- **WRITTEN PROBLEM A**: Count the lines in the entries that contain the string "white", treating case as significant. Reply with the number alone.

- **EXTRACT**:
* * *

With the popularity of the Redskins and Capitols and the rise of the Wizards, just imagine how nuts this place will be if the Nationals shock everyone this year.

 

Enjoy....

 

BASEBALL IN D.C.

The last time the Washington Nationals fielded a team – albeit a semi-professional one – Ulysses S. Grant was president, the United States was still healing from a devastating Civil War and the transcontinental railroad was in the midst of being connected to allow Americans to travel like never before.

 

Oh, have the times changed. The Nationals have returned, giving baseball-starved fans in the D.C. area reason to celebrate. Sure, there has been professional baseball in Washington before, but staying power has proved to be difficult. Twice, a team named the Senators tried to win over fans in Major League Baseball but failed. And six different Negro League teams called Washington their home in hopes of making the nation’s capitol the center of baseball, not just politics.

 

But the Montreal Expos’ financial troubles in Canada have turned out to be D.C.’s gain as MLB approved the first move of a baseball team since, well, the last time Washington lost baseball in the early 1970s.

 

Fans can only hope that this incarnation of the Nationals goes better than recent attempts at baseball in D.C. The original Washington Senators were more like the Cardinals of the NFL or the Clippers in the NBA. Between 1901 and 1960, Washington finished sixth, seventh or eighth in the American League 33 teams and won only three pennants in 60 years.

* * *

- **RECORDS PROVIDED**:

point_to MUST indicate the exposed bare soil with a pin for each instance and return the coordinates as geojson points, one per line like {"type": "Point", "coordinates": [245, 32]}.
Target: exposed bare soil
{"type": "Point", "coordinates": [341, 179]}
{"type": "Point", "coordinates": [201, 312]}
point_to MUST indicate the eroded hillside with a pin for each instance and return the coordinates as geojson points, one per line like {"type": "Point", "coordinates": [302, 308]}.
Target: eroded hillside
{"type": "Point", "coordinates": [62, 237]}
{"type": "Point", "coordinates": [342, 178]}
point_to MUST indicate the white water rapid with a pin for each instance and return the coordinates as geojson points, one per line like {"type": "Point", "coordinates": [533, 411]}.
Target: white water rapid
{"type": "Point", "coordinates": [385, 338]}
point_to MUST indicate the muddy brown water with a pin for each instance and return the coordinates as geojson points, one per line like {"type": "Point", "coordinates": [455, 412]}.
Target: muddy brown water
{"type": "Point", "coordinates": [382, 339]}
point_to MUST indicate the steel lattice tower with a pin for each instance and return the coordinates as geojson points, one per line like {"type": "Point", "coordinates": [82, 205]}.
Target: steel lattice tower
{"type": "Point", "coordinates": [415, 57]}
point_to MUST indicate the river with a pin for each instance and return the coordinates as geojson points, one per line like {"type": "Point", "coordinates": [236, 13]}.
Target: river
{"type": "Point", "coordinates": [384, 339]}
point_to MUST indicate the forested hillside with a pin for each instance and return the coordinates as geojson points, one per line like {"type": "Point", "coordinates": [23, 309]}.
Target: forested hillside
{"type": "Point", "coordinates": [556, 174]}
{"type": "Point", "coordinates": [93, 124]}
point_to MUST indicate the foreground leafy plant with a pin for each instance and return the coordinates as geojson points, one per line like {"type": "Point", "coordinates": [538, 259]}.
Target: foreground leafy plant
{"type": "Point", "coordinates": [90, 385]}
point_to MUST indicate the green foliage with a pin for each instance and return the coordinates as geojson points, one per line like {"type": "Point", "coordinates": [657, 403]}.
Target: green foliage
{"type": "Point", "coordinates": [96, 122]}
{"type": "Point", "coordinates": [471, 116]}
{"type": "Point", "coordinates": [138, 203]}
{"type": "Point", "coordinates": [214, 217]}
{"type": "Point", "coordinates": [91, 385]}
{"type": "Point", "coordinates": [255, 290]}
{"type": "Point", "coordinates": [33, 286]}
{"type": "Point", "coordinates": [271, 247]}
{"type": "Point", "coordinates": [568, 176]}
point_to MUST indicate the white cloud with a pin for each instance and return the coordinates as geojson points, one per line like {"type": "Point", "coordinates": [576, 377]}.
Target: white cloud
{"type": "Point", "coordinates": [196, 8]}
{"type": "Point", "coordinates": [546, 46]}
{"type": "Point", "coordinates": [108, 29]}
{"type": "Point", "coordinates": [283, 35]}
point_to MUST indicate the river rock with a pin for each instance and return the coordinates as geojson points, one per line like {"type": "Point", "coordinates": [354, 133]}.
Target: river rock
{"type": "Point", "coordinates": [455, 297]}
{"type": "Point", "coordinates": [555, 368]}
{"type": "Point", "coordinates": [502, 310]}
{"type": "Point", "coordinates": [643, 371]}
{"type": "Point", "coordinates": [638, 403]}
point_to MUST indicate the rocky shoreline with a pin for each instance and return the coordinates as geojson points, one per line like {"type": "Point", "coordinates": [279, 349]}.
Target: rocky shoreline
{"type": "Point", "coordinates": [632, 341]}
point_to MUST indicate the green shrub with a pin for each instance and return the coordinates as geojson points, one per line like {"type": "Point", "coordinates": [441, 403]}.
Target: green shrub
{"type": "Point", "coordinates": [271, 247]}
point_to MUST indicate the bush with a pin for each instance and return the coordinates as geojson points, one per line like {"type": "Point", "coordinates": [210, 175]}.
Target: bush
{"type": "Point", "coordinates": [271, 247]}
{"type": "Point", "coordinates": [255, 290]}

* * *

- **WRITTEN PROBLEM B**: Rewrite the paragraph beginning "Oh, have the times changed" from the piece on baseball in D.C. in a shorter form that keeps its main facts.

- **COMPLETE ANSWER A**: 4

- **COMPLETE ANSWER B**: The Nationals are back, and D.C.-area fans who have gone without baseball have reason to celebrate. Professional baseball has been in Washington before, but it has struggled to last. Two teams named the Senators failed to win over fans in Major League Baseball. Six Negro League teams were also based in Washington, hoping to make the capital the center of baseball as well as politics.